Document text

The head of The King’s Church of England School in Wolverhampton, James Ludlow, is ‘extremely angry’ that a budget shortfall and an expected £5m repair bill has led him a cut staff, reduce music lessons and cancel the school play, the BBC reports.   The head blames inadequate school funding.  He didn't enter teaching to 'cut back and cut back'.

The King’s is a Voluntary Aided school which means the school, not the local authority, must pay for repairs from its delegated funding.

The school was refurbished under the Building Schools for the Future (BSF) scheme, a policy begun under the Labour government.  It  was completed in 2013 when Tettenhall Wood School moved to ‘stunning’ new facilities on The King’s site.   The schools had been unaffected by the decision of the then education secretary Michael Gove in 2010 to cancel BSF because work had already started.  

Regeneration of Wolverhampton schools in partnership with Carillion cost £270m

The King’s CofE School wasn’t the only Wolverhampton school improved under BSF.   The inspire Local Education Partnership, a collaboration between the council and Carillion, the outsourcing giant which has since collapsed, was responsible for delivering the BSF regeneration programme costing £270m.

Carillion’s collapse raises questions about future remedial work on public buildings

It would normally be expected that a builder of a recently-refurbished or rebuilt school would return to fix faults.  But Carillion is no more.

Dataset rows

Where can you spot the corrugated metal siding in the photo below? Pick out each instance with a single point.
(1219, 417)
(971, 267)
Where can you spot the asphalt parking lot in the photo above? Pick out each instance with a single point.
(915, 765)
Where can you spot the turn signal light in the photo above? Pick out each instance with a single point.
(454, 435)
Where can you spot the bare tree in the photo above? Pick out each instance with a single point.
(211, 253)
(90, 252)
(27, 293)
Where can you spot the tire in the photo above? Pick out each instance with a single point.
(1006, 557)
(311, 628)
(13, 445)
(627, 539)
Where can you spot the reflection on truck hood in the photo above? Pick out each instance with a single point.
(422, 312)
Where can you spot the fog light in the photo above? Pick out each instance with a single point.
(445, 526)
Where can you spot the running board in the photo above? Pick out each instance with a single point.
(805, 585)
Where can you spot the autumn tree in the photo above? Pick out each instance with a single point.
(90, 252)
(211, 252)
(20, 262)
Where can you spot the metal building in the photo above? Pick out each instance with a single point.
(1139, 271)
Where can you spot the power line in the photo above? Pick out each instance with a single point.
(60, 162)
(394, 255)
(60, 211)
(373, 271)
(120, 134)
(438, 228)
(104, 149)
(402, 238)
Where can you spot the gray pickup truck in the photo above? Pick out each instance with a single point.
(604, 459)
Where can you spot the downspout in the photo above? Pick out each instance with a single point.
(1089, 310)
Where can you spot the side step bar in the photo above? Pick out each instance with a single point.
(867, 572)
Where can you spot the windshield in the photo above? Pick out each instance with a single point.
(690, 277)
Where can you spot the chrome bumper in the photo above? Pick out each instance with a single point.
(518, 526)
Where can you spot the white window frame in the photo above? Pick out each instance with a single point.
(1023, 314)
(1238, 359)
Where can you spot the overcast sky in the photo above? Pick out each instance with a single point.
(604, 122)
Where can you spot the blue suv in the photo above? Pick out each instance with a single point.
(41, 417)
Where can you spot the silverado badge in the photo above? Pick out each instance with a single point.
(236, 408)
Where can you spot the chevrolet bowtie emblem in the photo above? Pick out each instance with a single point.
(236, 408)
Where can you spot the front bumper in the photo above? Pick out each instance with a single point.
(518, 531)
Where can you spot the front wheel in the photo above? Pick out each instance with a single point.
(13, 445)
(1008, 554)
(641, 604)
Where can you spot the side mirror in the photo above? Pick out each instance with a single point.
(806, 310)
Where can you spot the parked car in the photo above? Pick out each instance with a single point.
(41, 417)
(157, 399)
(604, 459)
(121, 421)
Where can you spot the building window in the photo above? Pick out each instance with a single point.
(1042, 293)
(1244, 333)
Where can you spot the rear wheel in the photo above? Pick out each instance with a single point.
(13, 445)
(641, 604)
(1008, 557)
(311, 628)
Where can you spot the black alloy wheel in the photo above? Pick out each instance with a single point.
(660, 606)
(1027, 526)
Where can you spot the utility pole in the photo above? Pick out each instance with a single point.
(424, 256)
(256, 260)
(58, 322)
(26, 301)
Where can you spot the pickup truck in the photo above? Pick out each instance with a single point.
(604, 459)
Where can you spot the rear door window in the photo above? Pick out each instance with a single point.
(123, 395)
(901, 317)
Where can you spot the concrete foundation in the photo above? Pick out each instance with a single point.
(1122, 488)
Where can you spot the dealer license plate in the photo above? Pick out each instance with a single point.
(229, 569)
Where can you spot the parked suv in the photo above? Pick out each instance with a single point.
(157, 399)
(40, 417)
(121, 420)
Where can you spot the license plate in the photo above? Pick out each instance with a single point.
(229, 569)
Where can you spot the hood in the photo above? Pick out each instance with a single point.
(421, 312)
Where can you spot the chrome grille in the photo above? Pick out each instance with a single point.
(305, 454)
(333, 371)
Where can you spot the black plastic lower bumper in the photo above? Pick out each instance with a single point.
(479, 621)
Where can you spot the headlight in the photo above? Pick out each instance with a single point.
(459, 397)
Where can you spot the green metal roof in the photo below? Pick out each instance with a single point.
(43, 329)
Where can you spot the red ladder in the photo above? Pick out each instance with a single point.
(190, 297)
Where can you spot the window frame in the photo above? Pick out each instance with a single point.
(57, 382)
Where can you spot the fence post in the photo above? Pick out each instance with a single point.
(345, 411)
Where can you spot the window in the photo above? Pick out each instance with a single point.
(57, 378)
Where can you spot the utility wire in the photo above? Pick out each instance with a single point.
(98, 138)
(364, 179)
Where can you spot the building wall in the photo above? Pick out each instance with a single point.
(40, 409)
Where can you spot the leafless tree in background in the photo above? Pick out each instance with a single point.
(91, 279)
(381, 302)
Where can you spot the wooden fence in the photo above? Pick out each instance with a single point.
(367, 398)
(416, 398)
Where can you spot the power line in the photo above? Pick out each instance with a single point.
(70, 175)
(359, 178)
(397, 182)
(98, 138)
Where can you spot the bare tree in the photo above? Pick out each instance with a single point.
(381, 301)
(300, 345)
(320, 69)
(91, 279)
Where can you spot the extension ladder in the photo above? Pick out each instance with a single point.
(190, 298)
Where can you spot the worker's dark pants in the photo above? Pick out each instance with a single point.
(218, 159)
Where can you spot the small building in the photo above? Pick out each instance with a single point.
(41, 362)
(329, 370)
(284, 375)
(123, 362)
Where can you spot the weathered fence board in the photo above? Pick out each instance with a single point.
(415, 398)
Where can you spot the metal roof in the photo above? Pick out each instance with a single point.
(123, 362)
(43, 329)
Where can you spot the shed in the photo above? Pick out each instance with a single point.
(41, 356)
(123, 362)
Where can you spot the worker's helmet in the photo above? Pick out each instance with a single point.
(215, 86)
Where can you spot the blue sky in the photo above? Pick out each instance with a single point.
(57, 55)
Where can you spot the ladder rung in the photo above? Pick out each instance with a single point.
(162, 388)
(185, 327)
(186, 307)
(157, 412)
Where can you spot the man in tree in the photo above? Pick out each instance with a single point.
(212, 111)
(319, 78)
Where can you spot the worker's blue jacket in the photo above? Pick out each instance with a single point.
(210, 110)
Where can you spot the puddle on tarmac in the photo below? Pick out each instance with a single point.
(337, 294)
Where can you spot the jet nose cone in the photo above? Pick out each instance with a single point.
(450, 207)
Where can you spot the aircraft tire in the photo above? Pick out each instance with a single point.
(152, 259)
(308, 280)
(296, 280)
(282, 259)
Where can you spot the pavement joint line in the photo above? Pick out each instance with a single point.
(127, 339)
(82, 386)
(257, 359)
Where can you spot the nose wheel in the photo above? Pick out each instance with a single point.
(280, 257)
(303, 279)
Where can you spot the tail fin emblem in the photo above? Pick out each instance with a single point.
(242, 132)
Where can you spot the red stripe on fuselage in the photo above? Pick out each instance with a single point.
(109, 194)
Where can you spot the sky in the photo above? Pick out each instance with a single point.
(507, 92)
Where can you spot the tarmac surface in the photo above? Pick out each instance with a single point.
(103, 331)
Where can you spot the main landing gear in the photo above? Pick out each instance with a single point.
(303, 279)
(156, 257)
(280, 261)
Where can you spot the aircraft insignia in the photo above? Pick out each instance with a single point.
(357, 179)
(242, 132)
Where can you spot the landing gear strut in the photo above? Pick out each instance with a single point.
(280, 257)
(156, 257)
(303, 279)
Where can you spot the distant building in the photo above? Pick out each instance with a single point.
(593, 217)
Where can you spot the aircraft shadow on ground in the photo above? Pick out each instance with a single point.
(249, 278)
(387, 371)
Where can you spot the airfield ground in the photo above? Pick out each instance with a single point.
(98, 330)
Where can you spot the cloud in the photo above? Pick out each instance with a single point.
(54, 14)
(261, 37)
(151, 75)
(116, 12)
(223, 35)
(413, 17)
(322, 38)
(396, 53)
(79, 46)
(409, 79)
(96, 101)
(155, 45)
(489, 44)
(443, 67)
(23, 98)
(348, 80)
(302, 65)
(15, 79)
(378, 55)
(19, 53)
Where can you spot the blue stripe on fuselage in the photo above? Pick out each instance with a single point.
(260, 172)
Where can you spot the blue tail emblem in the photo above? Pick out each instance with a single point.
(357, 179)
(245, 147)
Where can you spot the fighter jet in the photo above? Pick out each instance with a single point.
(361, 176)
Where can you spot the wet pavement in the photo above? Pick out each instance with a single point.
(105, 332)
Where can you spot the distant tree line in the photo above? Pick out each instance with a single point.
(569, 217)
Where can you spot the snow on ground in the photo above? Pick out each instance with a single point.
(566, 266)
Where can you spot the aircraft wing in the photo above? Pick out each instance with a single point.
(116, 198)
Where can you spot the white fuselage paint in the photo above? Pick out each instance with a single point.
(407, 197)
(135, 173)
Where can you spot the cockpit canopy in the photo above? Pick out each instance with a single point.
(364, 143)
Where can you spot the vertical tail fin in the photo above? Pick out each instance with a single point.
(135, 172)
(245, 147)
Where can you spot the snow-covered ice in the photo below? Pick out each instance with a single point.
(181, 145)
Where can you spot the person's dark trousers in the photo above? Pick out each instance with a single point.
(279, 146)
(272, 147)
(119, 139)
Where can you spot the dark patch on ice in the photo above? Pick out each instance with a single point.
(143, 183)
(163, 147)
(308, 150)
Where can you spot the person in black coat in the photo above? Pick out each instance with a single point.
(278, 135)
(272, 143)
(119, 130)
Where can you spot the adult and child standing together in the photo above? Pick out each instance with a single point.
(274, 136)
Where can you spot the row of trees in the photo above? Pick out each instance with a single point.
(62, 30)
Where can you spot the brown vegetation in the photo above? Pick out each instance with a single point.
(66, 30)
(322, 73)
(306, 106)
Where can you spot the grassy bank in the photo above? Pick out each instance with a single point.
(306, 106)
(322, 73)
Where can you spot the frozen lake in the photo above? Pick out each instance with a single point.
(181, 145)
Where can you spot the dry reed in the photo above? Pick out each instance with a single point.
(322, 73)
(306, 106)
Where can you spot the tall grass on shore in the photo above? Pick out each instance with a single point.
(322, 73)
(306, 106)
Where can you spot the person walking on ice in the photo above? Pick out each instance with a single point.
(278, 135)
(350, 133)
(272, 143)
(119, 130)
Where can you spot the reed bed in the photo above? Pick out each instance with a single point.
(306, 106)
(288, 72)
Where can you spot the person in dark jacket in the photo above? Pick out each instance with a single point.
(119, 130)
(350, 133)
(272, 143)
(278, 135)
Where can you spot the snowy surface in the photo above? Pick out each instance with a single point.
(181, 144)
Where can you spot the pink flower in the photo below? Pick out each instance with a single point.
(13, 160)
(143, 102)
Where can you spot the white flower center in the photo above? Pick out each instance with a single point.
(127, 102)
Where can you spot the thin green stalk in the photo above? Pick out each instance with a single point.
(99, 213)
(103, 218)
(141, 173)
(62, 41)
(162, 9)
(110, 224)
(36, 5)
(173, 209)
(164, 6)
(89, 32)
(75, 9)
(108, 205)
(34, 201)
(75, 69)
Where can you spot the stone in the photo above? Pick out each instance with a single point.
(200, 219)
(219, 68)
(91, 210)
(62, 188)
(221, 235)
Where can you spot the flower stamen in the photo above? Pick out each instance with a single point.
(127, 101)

Given exercise 1
Write out the whole text on The King's school funding and repairs word for word, from start to finish.
Given exercise 2
Find each line in the records that contains the string "aircraft" and copy those lines. Case matters.

Problem solution 1
The head of The King’s Church of England School in Wolverhampton, James Ludlow, is ‘extremely angry’ that a budget shortfall and an expected £5m repair bill has led him a cut staff, reduce music lessons and cancel the school play, the BBC reports.   The head blames inadequate school funding.  He didn't enter teaching to 'cut back and cut back'.

The King’s is a Voluntary Aided school which means the school, not the local authority, must pay for repairs from its delegated funding.

The school was refurbished under the Building Schools for the Future (BSF) scheme, a policy begun under the Labour government.  It  was completed in 2013 when Tettenhall Wood School moved to ‘stunning’ new facilities on The King’s site.   The schools had been unaffected by the decision of the then education secretary Michael Gove in 2010 to cancel BSF because work had already started.  

Regeneration of Wolverhampton schools in partnership with Carillion cost £270m

The King’s CofE School wasn’t the only Wolverhampton school improved under BSF.   The inspire Local Education Partnership, a collaboration between the council and Carillion, the outsourcing giant which has since collapsed, was responsible for delivering the BSF regeneration programme costing £270m.

Carillion’s collapse raises questions about future remedial work on public buildings

It would normally be expected that a builder of a recently-refurbished or rebuilt school would return to fix faults.  But Carillion is no more.

Problem solution 2
Where can you spot the aircraft tire in the photo above? Pick out each instance with a single point.
Where can you spot the aircraft insignia in the photo above? Pick out each instance with a single point.
Where can you spot the aircraft shadow on ground in the photo above? Pick out each instance with a single point.
Where can you spot the aircraft wing in the photo above? Pick out each instance with a single point.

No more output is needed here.